#### [SUPPLIED PASSAGE]
————
Article
Creed
Wisdom
7 min read

Forgotten wisdom

In all the shifting sands of time and culture, Graham Tomlin draws attention to a source of wisdom that served our ancestors in the past and might do again in the future.

Graham is the Director of the Centre for Cultural Witness and a former Bishop of Kensington.

A stone church and tower emerge from the hillside with the sea in the distance.
St Enodoc's Church emerges from the ground.
Malcolm Etherington, Geograph, via Wikimedia Commons.

Most summers we go on holiday to Cornwall in the west of England. One of our favourite walks is across a rather smart seaside golf course, with manicured greens, tidy fairways and well-dressed golfers. Just behind the 11th tee is something you don’t usually expect to find on a golf course: a church. It’s a tiny place, with a small crooked spire and a low slate roof, built of ancient stones weathered by centuries of wind and saltwater. The inside smells of damp hymnbooks and a faint whiff of candle wax, a few memorials to villagers who drowned in the seas nearby, and usually, some flowers carefully placed to give the building a sense of life and colour. Its origins go back 1500 years, supposedly built on the site of a cave where an early Christian hermit called Enodoc used to live and pray.

 

Built near a beach, over the years, wind-driven sand has built up banks around the church which give it the appearance of sitting in a large hole. In fact between the 1500s and the 1800s, the church was virtually buried under sand dunes. During those years, the vicar and the parishioners could only enter the church through a gap in the roof. In 1864, the church was dug out and restored, and it still holds services to this day, as golfers wend their way past, cursing after another missed putt. 

'The buildings kept standing through winter storms, mounting sand dunes, reformations, civil wars and revolutions.'

Year after year for fifteen centuries, people have gathered in that building to pour out their hopes, fears and dreams to God in prayer; husbands and wives made life vows to each other, baptised their children around the small worn font; people took bread and drank wine at the rickety wooden altar and buried their dead in the graveyard surrounding the building. Some of those people had the fierce, intense, focused faith of the hermit who originally prayed on the site. Others had a more uncertain faith that flickered rather than burned brightly, but still was a guiding light for their life.  Meanwhile, the buildings kept standing through winter storms, mounting sand dunes, reformations, civil wars and revolutions, and provided a continuity that held together the changing fortunes and moods of that local community for a millennia and a half. 

 

Walking past this minor architectural miracle, I’ve often asked myself the question why people bothered to build a church in such a remote and awkward place, and why such efforts have been made to maintain this tiny structure, which can only seat around 40 people even when jam-packed full.
————
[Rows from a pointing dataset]
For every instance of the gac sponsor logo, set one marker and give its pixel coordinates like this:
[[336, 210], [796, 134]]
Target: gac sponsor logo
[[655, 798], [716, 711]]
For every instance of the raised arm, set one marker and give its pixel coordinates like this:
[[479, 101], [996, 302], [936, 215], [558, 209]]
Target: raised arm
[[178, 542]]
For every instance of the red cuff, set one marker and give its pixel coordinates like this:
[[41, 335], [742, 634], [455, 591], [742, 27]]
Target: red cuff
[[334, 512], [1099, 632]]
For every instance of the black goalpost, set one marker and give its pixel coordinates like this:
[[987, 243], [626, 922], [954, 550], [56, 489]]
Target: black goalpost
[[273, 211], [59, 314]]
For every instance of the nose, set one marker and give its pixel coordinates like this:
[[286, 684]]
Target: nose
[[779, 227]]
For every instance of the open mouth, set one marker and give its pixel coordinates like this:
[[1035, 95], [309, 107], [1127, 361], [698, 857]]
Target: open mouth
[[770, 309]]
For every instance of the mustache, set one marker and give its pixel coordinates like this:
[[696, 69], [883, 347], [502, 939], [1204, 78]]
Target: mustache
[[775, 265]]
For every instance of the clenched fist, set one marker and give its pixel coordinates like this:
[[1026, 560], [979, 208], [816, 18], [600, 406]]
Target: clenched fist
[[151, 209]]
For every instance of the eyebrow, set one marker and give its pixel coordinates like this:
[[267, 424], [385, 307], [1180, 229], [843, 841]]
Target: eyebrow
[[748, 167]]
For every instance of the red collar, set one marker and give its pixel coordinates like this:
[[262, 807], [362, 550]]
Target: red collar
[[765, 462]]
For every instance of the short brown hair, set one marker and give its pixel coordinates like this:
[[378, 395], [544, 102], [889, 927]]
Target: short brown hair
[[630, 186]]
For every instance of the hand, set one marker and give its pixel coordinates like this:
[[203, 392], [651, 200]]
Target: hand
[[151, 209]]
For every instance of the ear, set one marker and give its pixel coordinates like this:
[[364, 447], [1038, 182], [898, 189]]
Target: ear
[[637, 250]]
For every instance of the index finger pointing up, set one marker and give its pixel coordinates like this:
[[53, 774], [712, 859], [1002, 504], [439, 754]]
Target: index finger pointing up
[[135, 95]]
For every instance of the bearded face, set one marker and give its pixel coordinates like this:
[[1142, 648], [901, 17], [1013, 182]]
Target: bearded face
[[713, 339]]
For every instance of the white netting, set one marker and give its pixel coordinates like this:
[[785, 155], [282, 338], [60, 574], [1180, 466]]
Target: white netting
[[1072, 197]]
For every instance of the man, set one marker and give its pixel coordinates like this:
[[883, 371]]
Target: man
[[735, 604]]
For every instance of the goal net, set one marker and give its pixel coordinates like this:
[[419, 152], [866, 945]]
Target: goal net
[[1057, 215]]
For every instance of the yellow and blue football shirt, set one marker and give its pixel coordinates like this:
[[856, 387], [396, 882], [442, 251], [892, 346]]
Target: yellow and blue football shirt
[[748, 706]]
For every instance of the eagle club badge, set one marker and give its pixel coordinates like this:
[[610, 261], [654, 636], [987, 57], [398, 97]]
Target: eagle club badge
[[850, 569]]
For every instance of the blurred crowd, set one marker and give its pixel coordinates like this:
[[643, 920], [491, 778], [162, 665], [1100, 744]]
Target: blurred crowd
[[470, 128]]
————
#### [DIRECTIONS]
1. Answer these questions from the article:
(a) How many years ago do the church's origins go back?
(b) In what year was the church dug out and restored?
(c) About how many people can the church seat when full?
2. Write out part of the article, renaming "Kensington" as "London". Begin at the words that have "Forgotten wisdom", and stop after "via Wikimedia Commons.".
The listing is separate material and has no connection to the article.

#### [RESPONSES FOR EACH TASK]
1.
(a) 1500 years
(b) 1864
(c) Around 40

2.
Forgotten wisdom

In all the shifting sands of time and culture, Graham Tomlin draws attention to a source of wisdom that served our ancestors in the past and might do again in the future.

Graham is the Director of the Centre for Cultural Witness and a former Bishop of London.

A stone church and tower emerge from the hillside with the sea in the distance.
St Enodoc's Church emerges from the ground.
Malcolm Etherington, Geograph, via Wikimedia Commons.